[Reading text]
    So, [IMO] we are neither totally free willed nor are we constrained to live without free will. It depends on when we define the self, and if the self is a self-aware self. Even so, the discussion continues. 🙂 pip

  2. Erin says:

    In the example of spilling water given at 26:00, Sam said it was freeing to know that he couldn’t have done otherwise. What if it wasn’t the first time he had done it, and he could have put the glass somewhere safer, but insisted to someone that he didn’t need to? Would he not feel embarrassed not to have listened then? Would the person who tried to advise him be right to feel indignant and angry that he didn’t listen? This is exactly what happens in the school setting, where teachers lecture their students about their “good and bad choices”. They are held accountable for their “bad” choices and rewarded for their “good” ones. How do we conceptualize the training of children in the context of free will?

  3. Shawn O'Brien says:

    Interesting discussion in which Scott is not hesitant to respectfully challenge Sam Harris. I lean towards Scott’s intuitions about free will. As a school psychologist, it would be pointless for me to intervene in any way with a child if there’s no such thing as free will. I don’t fully understand Harris’ argument that people can learn, grow, and direct their own change, but that is not an expression of free will. I agree with Mr. Piper above that self-reflection (meta-cognition) increases free will, and I’ve also observed that some people are seemingly constrained in this ability by their inborn genetics/temperament. Meta-cognition can be taught to those who fail to employ it, but there are limits on how much it can be increased, just as with IQ. So I think some people possess more free will than others, and we “should” help people to maximize their free will. If I combine 2 of Sam’s arguments (a non-relativistic basis of morality is avoiding extreme suffering for the group; it is moral to kill somebody like Hitler to prevent such suffering), I get the following argument: Humans on earth as a group are creating climate change that will ultimately kill most or all living things on the planet if there is not drastic change soon, which seems improbable. If we value all of life, including non-human, even if for no reason other than the ability to evolve into higher-level creatures, then it would be moral for a highly advanced civilization from another planet who understands what’s happening here to kill all humans. Interesting…

  4. Erin says:

    While I can agree that there are many implicit unconscious processes at work in our thinking, emotions and behaviours (e.g. those arising from the amygdala in response to threat), I’m not sure how Sam accounts for the “slow thinking” process involving the prefrontal cortex that is implicated in our conscious decisions and behaviors, such as insight, learning from mistakes, making judgements, planning, etc. He claims that conscious behaviours arise from thoughts that emanate inscrutably, but isn’t the common understanding of free will the ability to direct our behaviors in certain ways (whether or not they align with our conscious or automatic unconscious beliefs, and whether or not we play a part in those thoughts arising)?
[/Reading text]
[Data shown]
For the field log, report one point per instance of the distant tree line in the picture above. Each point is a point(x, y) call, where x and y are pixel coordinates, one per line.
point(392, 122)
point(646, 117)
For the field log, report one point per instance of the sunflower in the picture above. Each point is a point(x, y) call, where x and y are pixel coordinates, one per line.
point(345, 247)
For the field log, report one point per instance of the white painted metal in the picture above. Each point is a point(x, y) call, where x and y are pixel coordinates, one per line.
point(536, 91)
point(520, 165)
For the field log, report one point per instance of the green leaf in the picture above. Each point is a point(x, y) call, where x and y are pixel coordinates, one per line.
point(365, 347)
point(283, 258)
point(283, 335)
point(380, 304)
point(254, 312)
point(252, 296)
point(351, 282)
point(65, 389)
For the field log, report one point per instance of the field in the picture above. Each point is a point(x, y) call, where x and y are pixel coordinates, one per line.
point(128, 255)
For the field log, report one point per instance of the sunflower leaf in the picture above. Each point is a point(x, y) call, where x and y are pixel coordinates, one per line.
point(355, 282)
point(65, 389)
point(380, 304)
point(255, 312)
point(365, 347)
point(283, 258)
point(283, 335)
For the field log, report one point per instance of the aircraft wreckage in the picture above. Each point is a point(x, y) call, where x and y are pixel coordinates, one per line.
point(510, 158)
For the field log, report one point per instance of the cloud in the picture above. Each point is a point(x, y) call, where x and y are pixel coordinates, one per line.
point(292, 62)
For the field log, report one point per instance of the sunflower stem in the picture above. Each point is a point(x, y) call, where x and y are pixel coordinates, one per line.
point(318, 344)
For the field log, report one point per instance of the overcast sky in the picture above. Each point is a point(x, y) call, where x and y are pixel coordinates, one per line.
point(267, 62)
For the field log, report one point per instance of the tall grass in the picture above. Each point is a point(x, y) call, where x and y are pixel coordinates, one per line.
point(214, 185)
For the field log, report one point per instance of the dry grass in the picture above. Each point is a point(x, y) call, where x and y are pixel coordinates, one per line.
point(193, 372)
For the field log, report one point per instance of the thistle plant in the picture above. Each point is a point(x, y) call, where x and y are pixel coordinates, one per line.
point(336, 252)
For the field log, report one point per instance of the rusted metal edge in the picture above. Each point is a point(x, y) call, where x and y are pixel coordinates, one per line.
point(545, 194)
[/Data shown]
Work instruction:
Reproduce the comment thread on free will word for word, in its entirety.

Answer section:
    So, [IMO] we are neither totally free willed nor are we constrained to live without free will. It depends on when we define the self, and if the self is a self-aware self. Even so, the discussion continues. 🙂 pip

  2. Erin says:

    In the example of spilling water given at 26:00, Sam said it was freeing to know that he couldn’t have done otherwise. What if it wasn’t the first time he had done it, and he could have put the glass somewhere safer, but insisted to someone that he didn’t need to? Would he not feel embarrassed not to have listened then? Would the person who tried to advise him be right to feel indignant and angry that he didn’t listen? This is exactly what happens in the school setting, where teachers lecture their students about their “good and bad choices”. They are held accountable for their “bad” choices and rewarded for their “good” ones. How do we conceptualize the training of children in the context of free will?

  3. Shawn O'Brien says:

    Interesting discussion in which Scott is not hesitant to respectfully challenge Sam Harris. I lean towards Scott’s intuitions about free will. As a school psychologist, it would be pointless for me to intervene in any way with a child if there’s no such thing as free will. I don’t fully understand Harris’ argument that people can learn, grow, and direct their own change, but that is not an expression of free will. I agree with Mr. Piper above that self-reflection (meta-cognition) increases free will, and I’ve also observed that some people are seemingly constrained in this ability by their inborn genetics/temperament. Meta-cognition can be taught to those who fail to employ it, but there are limits on how much it can be increased, just as with IQ. So I think some people possess more free will than others, and we “should” help people to maximize their free will. If I combine 2 of Sam’s arguments (a non-relativistic basis of morality is avoiding extreme suffering for the group; it is moral to kill somebody like Hitler to prevent such suffering), I get the following argument: Humans on earth as a group are creating climate change that will ultimately kill most or all living things on the planet if there is not drastic change soon, which seems improbable. If we value all of life, including non-human, even if for no reason other than the ability to evolve into higher-level creatures, then it would be moral for a highly advanced civilization from another planet who understands what’s happening here to kill all humans. Interesting…

  4. Erin says:

    While I can agree that there are many implicit unconscious processes at work in our thinking, emotions and behaviours (e.g. those arising from the amygdala in response to threat), I’m not sure how Sam accounts for the “slow thinking” process involving the prefrontal cortex that is implicated in our conscious decisions and behaviors, such as insight, learning from mistakes, making judgements, planning, etc. He claims that conscious behaviours arise from thoughts that emanate inscrutably, but isn’t the common understanding of free will the ability to direct our behaviors in certain ways (whether or not they align with our conscious or automatic unconscious beliefs, and whether or not we play a part in those thoughts arising)?